WORK REQUEST →
Below are entries; copy exactly the lines from the one with "We already know the sun" through the one with "We already know the sky", both included, and leave out the rest.

RECORDS TO PROCESS →
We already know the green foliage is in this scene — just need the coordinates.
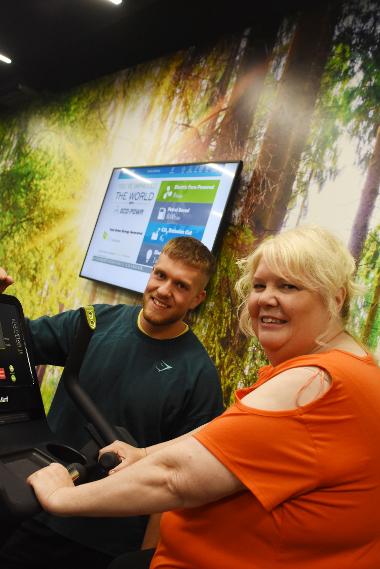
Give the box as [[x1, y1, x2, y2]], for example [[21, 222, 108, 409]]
[[295, 0, 380, 196], [0, 116, 85, 315], [349, 226, 380, 351], [40, 365, 63, 413], [0, 77, 122, 404]]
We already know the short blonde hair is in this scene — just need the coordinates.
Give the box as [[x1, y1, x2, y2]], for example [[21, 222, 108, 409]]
[[161, 237, 216, 282], [235, 225, 362, 336]]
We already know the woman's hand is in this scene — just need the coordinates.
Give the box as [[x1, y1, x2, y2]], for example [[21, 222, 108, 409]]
[[26, 436, 244, 518], [99, 441, 147, 473], [27, 463, 74, 515]]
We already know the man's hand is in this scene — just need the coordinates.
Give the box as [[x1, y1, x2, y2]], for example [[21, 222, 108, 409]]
[[99, 440, 146, 473], [27, 463, 75, 515], [0, 268, 14, 293]]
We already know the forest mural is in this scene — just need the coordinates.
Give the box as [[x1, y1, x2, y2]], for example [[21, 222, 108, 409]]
[[0, 0, 379, 409]]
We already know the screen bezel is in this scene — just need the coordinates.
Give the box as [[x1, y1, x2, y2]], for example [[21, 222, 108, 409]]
[[80, 160, 243, 294]]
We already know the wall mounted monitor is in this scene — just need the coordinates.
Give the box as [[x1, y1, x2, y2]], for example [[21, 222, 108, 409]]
[[80, 161, 243, 294]]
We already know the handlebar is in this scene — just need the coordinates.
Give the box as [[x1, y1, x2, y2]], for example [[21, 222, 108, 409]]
[[98, 452, 122, 472]]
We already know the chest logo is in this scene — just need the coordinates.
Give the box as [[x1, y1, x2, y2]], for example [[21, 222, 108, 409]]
[[156, 360, 173, 372]]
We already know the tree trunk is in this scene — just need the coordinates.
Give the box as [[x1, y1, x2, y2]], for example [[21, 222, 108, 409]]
[[175, 36, 242, 162], [164, 45, 209, 160], [349, 125, 380, 262], [243, 2, 340, 239], [214, 15, 283, 162], [200, 34, 245, 154]]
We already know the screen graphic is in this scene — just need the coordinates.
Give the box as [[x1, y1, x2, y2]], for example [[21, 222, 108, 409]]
[[80, 161, 242, 293]]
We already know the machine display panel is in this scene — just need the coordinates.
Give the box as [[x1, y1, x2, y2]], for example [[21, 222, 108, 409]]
[[0, 301, 36, 388]]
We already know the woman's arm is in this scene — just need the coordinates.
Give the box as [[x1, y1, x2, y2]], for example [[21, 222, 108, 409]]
[[28, 435, 244, 517], [99, 424, 207, 472]]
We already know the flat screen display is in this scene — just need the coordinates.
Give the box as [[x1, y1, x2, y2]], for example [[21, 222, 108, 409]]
[[80, 161, 242, 293]]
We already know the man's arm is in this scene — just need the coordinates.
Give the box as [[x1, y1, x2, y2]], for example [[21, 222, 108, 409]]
[[27, 310, 81, 366], [28, 435, 244, 517]]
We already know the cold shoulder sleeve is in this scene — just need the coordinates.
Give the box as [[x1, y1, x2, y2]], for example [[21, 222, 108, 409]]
[[194, 401, 319, 511]]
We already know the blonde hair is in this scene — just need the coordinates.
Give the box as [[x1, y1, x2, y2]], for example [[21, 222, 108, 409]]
[[235, 225, 363, 336]]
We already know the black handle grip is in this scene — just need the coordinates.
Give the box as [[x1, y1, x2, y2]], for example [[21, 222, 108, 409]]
[[98, 452, 121, 472], [67, 462, 88, 484]]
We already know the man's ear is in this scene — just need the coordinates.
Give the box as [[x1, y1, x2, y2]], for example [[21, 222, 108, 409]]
[[189, 289, 206, 310]]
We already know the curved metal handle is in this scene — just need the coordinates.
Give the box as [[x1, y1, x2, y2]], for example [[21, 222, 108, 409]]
[[61, 307, 136, 447]]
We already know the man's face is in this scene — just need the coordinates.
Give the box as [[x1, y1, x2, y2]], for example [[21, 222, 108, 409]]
[[142, 253, 207, 329]]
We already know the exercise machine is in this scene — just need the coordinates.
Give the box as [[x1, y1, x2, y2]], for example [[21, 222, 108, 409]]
[[0, 294, 135, 521]]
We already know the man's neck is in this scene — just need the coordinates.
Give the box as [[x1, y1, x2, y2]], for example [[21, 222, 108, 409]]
[[137, 309, 189, 340]]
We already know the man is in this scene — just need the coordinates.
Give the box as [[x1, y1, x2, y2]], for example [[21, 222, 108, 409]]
[[0, 236, 224, 569]]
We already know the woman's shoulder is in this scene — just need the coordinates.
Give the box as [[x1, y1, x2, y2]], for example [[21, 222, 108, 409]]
[[240, 338, 378, 413], [242, 365, 331, 412]]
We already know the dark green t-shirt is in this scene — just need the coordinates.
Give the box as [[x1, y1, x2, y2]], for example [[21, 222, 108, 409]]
[[27, 304, 223, 555]]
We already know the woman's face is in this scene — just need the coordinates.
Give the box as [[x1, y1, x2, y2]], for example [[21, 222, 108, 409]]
[[247, 259, 333, 365]]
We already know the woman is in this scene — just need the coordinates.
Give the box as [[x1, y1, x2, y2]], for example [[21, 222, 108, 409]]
[[28, 225, 380, 568]]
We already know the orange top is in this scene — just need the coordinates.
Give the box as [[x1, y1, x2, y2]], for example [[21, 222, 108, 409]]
[[151, 350, 380, 569]]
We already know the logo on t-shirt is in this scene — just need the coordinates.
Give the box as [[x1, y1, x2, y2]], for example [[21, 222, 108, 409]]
[[156, 360, 173, 372]]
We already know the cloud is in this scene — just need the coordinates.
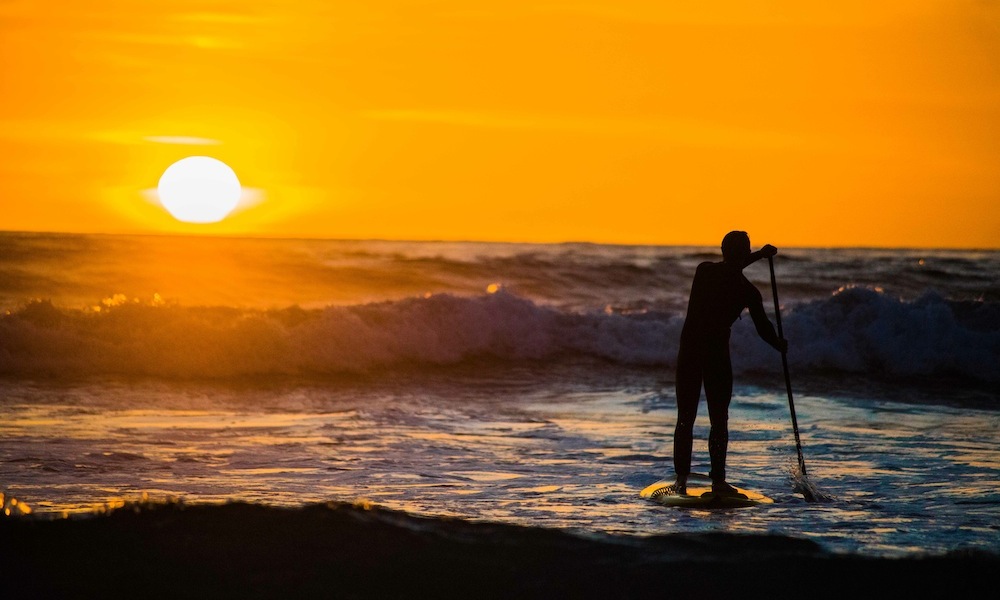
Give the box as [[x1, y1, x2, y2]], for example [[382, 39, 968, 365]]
[[363, 108, 805, 150], [144, 136, 223, 146], [72, 131, 224, 146]]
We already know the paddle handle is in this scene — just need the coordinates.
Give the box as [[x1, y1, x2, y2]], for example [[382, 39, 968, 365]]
[[768, 256, 807, 477]]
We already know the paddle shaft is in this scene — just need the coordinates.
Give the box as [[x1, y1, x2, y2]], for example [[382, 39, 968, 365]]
[[768, 256, 807, 477]]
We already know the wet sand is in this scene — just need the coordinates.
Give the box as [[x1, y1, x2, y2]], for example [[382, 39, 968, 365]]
[[2, 501, 995, 599]]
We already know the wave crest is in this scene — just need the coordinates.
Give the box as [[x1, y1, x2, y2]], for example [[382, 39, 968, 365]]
[[733, 286, 1000, 381], [1, 288, 997, 382]]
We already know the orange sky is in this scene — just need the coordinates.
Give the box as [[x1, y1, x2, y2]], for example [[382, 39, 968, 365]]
[[1, 1, 998, 248]]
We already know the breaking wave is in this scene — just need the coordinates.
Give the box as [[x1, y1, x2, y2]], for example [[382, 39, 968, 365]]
[[1, 287, 997, 382]]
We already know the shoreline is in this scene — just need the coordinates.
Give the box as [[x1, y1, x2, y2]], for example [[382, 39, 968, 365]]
[[3, 501, 996, 599]]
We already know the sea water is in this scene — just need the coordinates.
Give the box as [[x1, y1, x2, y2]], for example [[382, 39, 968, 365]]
[[1, 232, 998, 557]]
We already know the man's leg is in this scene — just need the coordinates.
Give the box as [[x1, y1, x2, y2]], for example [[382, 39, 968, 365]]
[[673, 346, 702, 492], [704, 345, 734, 493]]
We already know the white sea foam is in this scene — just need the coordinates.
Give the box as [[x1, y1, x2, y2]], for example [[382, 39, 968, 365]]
[[1, 287, 996, 382]]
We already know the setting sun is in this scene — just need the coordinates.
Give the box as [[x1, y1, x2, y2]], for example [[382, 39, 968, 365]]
[[157, 156, 241, 223]]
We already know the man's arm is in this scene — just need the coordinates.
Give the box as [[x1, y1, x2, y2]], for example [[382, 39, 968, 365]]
[[748, 294, 787, 353], [744, 244, 778, 268]]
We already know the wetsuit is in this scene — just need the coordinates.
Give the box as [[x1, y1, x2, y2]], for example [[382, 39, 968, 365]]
[[674, 260, 780, 482]]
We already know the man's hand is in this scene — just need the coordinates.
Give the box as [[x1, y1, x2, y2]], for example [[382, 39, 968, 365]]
[[746, 244, 779, 267]]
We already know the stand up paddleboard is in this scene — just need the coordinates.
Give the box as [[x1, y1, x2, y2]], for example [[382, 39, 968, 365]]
[[640, 476, 773, 509]]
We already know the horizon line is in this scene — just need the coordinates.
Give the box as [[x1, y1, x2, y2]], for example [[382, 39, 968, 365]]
[[1, 227, 997, 253]]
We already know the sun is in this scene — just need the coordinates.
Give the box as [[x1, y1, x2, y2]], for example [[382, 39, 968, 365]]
[[157, 156, 242, 223]]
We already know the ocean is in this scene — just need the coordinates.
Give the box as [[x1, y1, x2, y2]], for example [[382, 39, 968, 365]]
[[2, 231, 999, 564]]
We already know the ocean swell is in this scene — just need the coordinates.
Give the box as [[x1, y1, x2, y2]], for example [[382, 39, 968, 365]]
[[1, 287, 997, 382]]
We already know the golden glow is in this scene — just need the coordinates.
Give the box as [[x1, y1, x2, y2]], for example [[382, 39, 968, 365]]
[[0, 1, 998, 248], [1, 494, 33, 516], [157, 157, 241, 223]]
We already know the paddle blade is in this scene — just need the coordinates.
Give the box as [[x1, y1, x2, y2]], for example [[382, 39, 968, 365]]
[[789, 463, 834, 503]]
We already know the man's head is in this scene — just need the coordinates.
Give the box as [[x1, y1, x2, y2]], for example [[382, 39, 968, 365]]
[[721, 231, 751, 265]]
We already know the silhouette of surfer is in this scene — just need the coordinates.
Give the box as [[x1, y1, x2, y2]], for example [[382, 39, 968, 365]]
[[671, 231, 787, 497]]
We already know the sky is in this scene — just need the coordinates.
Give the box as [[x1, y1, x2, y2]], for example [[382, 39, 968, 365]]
[[1, 1, 998, 248]]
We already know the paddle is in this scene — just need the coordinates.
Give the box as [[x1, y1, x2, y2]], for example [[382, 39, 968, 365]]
[[768, 256, 816, 501]]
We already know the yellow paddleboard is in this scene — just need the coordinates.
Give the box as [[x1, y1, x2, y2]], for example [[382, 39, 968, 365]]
[[640, 479, 773, 509]]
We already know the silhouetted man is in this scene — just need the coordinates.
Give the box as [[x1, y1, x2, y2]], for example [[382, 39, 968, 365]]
[[672, 231, 787, 496]]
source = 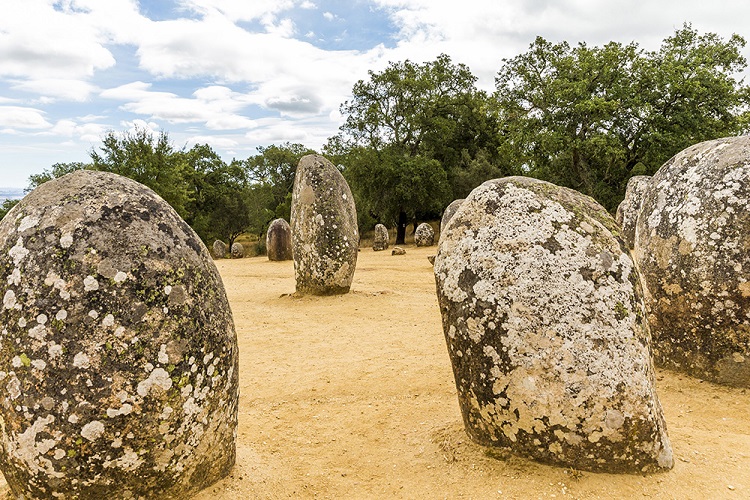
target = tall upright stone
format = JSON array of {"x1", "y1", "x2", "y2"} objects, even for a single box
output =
[
  {"x1": 372, "y1": 224, "x2": 389, "y2": 251},
  {"x1": 266, "y1": 218, "x2": 293, "y2": 261},
  {"x1": 615, "y1": 176, "x2": 651, "y2": 249},
  {"x1": 435, "y1": 176, "x2": 672, "y2": 473},
  {"x1": 0, "y1": 170, "x2": 239, "y2": 498},
  {"x1": 291, "y1": 154, "x2": 358, "y2": 295},
  {"x1": 414, "y1": 223, "x2": 435, "y2": 247},
  {"x1": 212, "y1": 240, "x2": 227, "y2": 259},
  {"x1": 440, "y1": 198, "x2": 465, "y2": 233},
  {"x1": 635, "y1": 136, "x2": 750, "y2": 387}
]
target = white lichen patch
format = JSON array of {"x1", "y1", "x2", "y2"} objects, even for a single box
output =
[
  {"x1": 3, "y1": 290, "x2": 16, "y2": 310},
  {"x1": 83, "y1": 275, "x2": 99, "y2": 292},
  {"x1": 81, "y1": 420, "x2": 105, "y2": 441},
  {"x1": 137, "y1": 367, "x2": 173, "y2": 397},
  {"x1": 73, "y1": 352, "x2": 91, "y2": 369}
]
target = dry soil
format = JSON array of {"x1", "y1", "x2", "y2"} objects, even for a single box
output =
[{"x1": 3, "y1": 245, "x2": 750, "y2": 499}]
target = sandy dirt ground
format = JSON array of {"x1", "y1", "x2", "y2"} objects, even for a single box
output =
[{"x1": 3, "y1": 245, "x2": 750, "y2": 498}]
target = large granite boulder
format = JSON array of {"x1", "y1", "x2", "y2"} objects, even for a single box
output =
[
  {"x1": 414, "y1": 223, "x2": 435, "y2": 247},
  {"x1": 435, "y1": 176, "x2": 672, "y2": 473},
  {"x1": 616, "y1": 176, "x2": 652, "y2": 249},
  {"x1": 266, "y1": 219, "x2": 293, "y2": 261},
  {"x1": 291, "y1": 154, "x2": 358, "y2": 295},
  {"x1": 372, "y1": 224, "x2": 389, "y2": 251},
  {"x1": 635, "y1": 136, "x2": 750, "y2": 387},
  {"x1": 212, "y1": 240, "x2": 227, "y2": 259},
  {"x1": 0, "y1": 170, "x2": 239, "y2": 498},
  {"x1": 440, "y1": 198, "x2": 465, "y2": 234}
]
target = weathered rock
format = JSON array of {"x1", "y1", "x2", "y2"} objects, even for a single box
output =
[
  {"x1": 441, "y1": 198, "x2": 465, "y2": 234},
  {"x1": 0, "y1": 170, "x2": 239, "y2": 498},
  {"x1": 616, "y1": 176, "x2": 652, "y2": 249},
  {"x1": 372, "y1": 224, "x2": 389, "y2": 251},
  {"x1": 414, "y1": 223, "x2": 435, "y2": 247},
  {"x1": 391, "y1": 247, "x2": 406, "y2": 256},
  {"x1": 266, "y1": 219, "x2": 292, "y2": 261},
  {"x1": 291, "y1": 154, "x2": 358, "y2": 295},
  {"x1": 212, "y1": 240, "x2": 227, "y2": 259},
  {"x1": 427, "y1": 255, "x2": 436, "y2": 265},
  {"x1": 435, "y1": 176, "x2": 672, "y2": 473},
  {"x1": 634, "y1": 136, "x2": 750, "y2": 387},
  {"x1": 230, "y1": 242, "x2": 244, "y2": 258}
]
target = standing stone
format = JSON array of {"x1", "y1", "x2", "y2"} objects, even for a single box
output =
[
  {"x1": 635, "y1": 136, "x2": 750, "y2": 387},
  {"x1": 291, "y1": 154, "x2": 358, "y2": 295},
  {"x1": 0, "y1": 170, "x2": 239, "y2": 498},
  {"x1": 435, "y1": 176, "x2": 672, "y2": 473},
  {"x1": 372, "y1": 224, "x2": 389, "y2": 251},
  {"x1": 441, "y1": 198, "x2": 465, "y2": 233},
  {"x1": 266, "y1": 219, "x2": 293, "y2": 261},
  {"x1": 615, "y1": 176, "x2": 651, "y2": 249},
  {"x1": 212, "y1": 240, "x2": 227, "y2": 259},
  {"x1": 414, "y1": 223, "x2": 435, "y2": 247},
  {"x1": 230, "y1": 242, "x2": 244, "y2": 258}
]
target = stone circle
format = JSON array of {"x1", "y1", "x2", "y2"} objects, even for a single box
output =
[
  {"x1": 291, "y1": 154, "x2": 358, "y2": 295},
  {"x1": 0, "y1": 170, "x2": 239, "y2": 498},
  {"x1": 435, "y1": 176, "x2": 672, "y2": 473}
]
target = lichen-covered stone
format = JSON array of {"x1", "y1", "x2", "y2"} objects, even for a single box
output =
[
  {"x1": 0, "y1": 170, "x2": 239, "y2": 499},
  {"x1": 616, "y1": 176, "x2": 651, "y2": 249},
  {"x1": 391, "y1": 247, "x2": 406, "y2": 256},
  {"x1": 414, "y1": 223, "x2": 435, "y2": 247},
  {"x1": 372, "y1": 224, "x2": 389, "y2": 252},
  {"x1": 441, "y1": 198, "x2": 465, "y2": 234},
  {"x1": 266, "y1": 219, "x2": 293, "y2": 261},
  {"x1": 634, "y1": 136, "x2": 750, "y2": 387},
  {"x1": 230, "y1": 242, "x2": 244, "y2": 259},
  {"x1": 291, "y1": 154, "x2": 358, "y2": 295},
  {"x1": 435, "y1": 176, "x2": 672, "y2": 474},
  {"x1": 212, "y1": 240, "x2": 227, "y2": 259}
]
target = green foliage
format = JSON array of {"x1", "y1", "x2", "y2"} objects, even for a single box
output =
[
  {"x1": 26, "y1": 162, "x2": 90, "y2": 192},
  {"x1": 495, "y1": 24, "x2": 749, "y2": 211},
  {"x1": 328, "y1": 54, "x2": 506, "y2": 229},
  {"x1": 90, "y1": 126, "x2": 191, "y2": 218},
  {"x1": 0, "y1": 199, "x2": 20, "y2": 222}
]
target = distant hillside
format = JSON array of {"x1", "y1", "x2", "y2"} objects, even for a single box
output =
[{"x1": 0, "y1": 188, "x2": 24, "y2": 202}]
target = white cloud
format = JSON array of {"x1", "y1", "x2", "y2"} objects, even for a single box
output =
[
  {"x1": 177, "y1": 0, "x2": 295, "y2": 22},
  {"x1": 300, "y1": 1, "x2": 316, "y2": 9},
  {"x1": 0, "y1": 106, "x2": 52, "y2": 129},
  {"x1": 11, "y1": 79, "x2": 98, "y2": 102},
  {"x1": 323, "y1": 12, "x2": 337, "y2": 21}
]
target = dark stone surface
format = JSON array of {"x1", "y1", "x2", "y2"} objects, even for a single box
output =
[
  {"x1": 266, "y1": 219, "x2": 293, "y2": 261},
  {"x1": 291, "y1": 155, "x2": 358, "y2": 295},
  {"x1": 212, "y1": 240, "x2": 227, "y2": 259},
  {"x1": 0, "y1": 170, "x2": 239, "y2": 498},
  {"x1": 440, "y1": 199, "x2": 465, "y2": 235},
  {"x1": 435, "y1": 176, "x2": 672, "y2": 473}
]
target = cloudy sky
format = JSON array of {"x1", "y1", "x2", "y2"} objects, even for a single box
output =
[{"x1": 1, "y1": 0, "x2": 750, "y2": 189}]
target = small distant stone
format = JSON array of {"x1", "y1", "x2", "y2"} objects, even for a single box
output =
[
  {"x1": 212, "y1": 240, "x2": 227, "y2": 259},
  {"x1": 635, "y1": 136, "x2": 750, "y2": 387},
  {"x1": 435, "y1": 176, "x2": 672, "y2": 474},
  {"x1": 230, "y1": 242, "x2": 244, "y2": 258},
  {"x1": 0, "y1": 170, "x2": 239, "y2": 498},
  {"x1": 266, "y1": 219, "x2": 293, "y2": 261},
  {"x1": 615, "y1": 176, "x2": 651, "y2": 249},
  {"x1": 373, "y1": 224, "x2": 389, "y2": 251},
  {"x1": 415, "y1": 223, "x2": 435, "y2": 247},
  {"x1": 392, "y1": 247, "x2": 406, "y2": 256},
  {"x1": 291, "y1": 154, "x2": 358, "y2": 295},
  {"x1": 427, "y1": 255, "x2": 436, "y2": 265}
]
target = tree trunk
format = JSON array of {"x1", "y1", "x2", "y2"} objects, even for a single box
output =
[{"x1": 396, "y1": 210, "x2": 407, "y2": 245}]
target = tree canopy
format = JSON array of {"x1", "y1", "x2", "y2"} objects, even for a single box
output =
[{"x1": 494, "y1": 24, "x2": 750, "y2": 211}]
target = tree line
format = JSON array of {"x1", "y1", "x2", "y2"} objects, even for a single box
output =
[{"x1": 2, "y1": 24, "x2": 749, "y2": 248}]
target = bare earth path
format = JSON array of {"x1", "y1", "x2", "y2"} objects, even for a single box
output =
[{"x1": 2, "y1": 246, "x2": 750, "y2": 498}]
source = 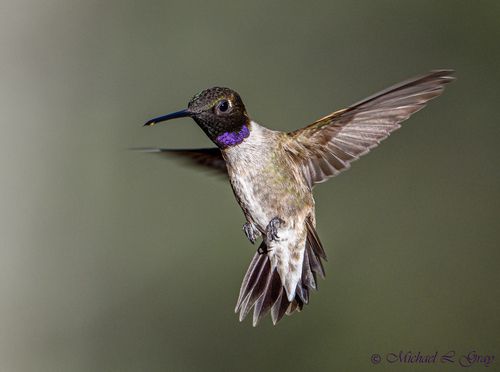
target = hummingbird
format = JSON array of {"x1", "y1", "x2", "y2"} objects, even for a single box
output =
[{"x1": 142, "y1": 70, "x2": 455, "y2": 326}]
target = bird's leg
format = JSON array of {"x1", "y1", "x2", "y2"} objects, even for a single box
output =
[
  {"x1": 266, "y1": 217, "x2": 285, "y2": 242},
  {"x1": 243, "y1": 222, "x2": 261, "y2": 244}
]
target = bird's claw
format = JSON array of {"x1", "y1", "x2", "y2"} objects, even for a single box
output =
[
  {"x1": 243, "y1": 222, "x2": 260, "y2": 244},
  {"x1": 266, "y1": 217, "x2": 285, "y2": 241}
]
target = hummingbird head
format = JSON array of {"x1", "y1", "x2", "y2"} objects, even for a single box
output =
[{"x1": 144, "y1": 87, "x2": 251, "y2": 148}]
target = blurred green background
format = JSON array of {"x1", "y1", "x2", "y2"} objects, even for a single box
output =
[{"x1": 1, "y1": 1, "x2": 498, "y2": 371}]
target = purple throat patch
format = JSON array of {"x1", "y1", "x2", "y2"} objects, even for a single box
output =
[{"x1": 217, "y1": 125, "x2": 250, "y2": 147}]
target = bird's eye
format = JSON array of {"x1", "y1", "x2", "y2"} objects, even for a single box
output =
[{"x1": 216, "y1": 99, "x2": 232, "y2": 114}]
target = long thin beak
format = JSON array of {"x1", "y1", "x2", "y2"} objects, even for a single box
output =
[{"x1": 143, "y1": 109, "x2": 192, "y2": 126}]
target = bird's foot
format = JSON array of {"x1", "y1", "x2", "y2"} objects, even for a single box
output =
[
  {"x1": 266, "y1": 217, "x2": 285, "y2": 242},
  {"x1": 243, "y1": 222, "x2": 261, "y2": 244}
]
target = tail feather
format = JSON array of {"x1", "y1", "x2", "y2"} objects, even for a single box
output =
[
  {"x1": 305, "y1": 217, "x2": 327, "y2": 261},
  {"x1": 252, "y1": 269, "x2": 282, "y2": 326},
  {"x1": 285, "y1": 297, "x2": 304, "y2": 316},
  {"x1": 235, "y1": 242, "x2": 264, "y2": 306},
  {"x1": 295, "y1": 272, "x2": 310, "y2": 303},
  {"x1": 236, "y1": 243, "x2": 271, "y2": 322},
  {"x1": 301, "y1": 247, "x2": 317, "y2": 293},
  {"x1": 270, "y1": 289, "x2": 288, "y2": 324},
  {"x1": 235, "y1": 221, "x2": 327, "y2": 326}
]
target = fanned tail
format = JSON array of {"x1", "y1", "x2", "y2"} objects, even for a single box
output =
[{"x1": 235, "y1": 219, "x2": 327, "y2": 326}]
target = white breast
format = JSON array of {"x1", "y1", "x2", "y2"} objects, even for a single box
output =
[{"x1": 223, "y1": 121, "x2": 314, "y2": 301}]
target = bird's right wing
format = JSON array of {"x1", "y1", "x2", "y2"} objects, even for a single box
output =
[{"x1": 137, "y1": 147, "x2": 228, "y2": 176}]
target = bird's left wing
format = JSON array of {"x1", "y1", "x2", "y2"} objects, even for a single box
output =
[
  {"x1": 137, "y1": 147, "x2": 228, "y2": 176},
  {"x1": 288, "y1": 70, "x2": 455, "y2": 188}
]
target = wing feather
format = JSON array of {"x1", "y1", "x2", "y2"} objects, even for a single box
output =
[
  {"x1": 289, "y1": 70, "x2": 455, "y2": 187},
  {"x1": 136, "y1": 147, "x2": 227, "y2": 176}
]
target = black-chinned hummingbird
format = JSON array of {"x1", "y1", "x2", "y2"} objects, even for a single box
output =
[{"x1": 142, "y1": 70, "x2": 455, "y2": 326}]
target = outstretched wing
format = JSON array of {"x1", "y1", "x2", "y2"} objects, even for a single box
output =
[
  {"x1": 288, "y1": 70, "x2": 455, "y2": 188},
  {"x1": 137, "y1": 147, "x2": 228, "y2": 176}
]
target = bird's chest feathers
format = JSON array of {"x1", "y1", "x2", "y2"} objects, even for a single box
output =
[{"x1": 222, "y1": 124, "x2": 311, "y2": 229}]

WORKED SOLUTION →
We already know the sun is in this scene — just need the coordinates.
Give the box as [[x1, y1, x2, y2]], for example [[382, 39, 968, 365]]
[[157, 156, 242, 223]]
We already know the ocean is in this scene — just need the coordinates.
Give the box as [[x1, y1, x2, y2]], for example [[382, 39, 968, 365]]
[[2, 231, 999, 564]]
We already know the ocean swell is in this scene — just need the coordinates.
Give the box as [[x1, y1, x2, y2]], for example [[382, 39, 968, 365]]
[[1, 287, 997, 382]]
We already know the golden glow is in this scene — just need the coordinates.
Give the box as [[x1, y1, x2, y2]], for example [[382, 39, 968, 365]]
[[0, 1, 998, 248], [1, 494, 33, 516], [157, 157, 241, 223]]
We already know the paddle blade is in this scene — just need the coordinates.
Give the box as [[x1, y1, x2, y2]], for example [[382, 39, 968, 365]]
[[789, 463, 834, 503]]
We already know the man's head is in this scene — just need the coordinates.
Give the box as [[x1, y1, x2, y2]], for example [[382, 39, 968, 365]]
[[721, 231, 751, 265]]
We already know the silhouette of surfer is in this scene — just need the coordinates.
Give the box as [[x1, y1, x2, y2]], for example [[382, 39, 968, 365]]
[[671, 231, 787, 497]]
We already know the sky is in this scene — just need the coordinates.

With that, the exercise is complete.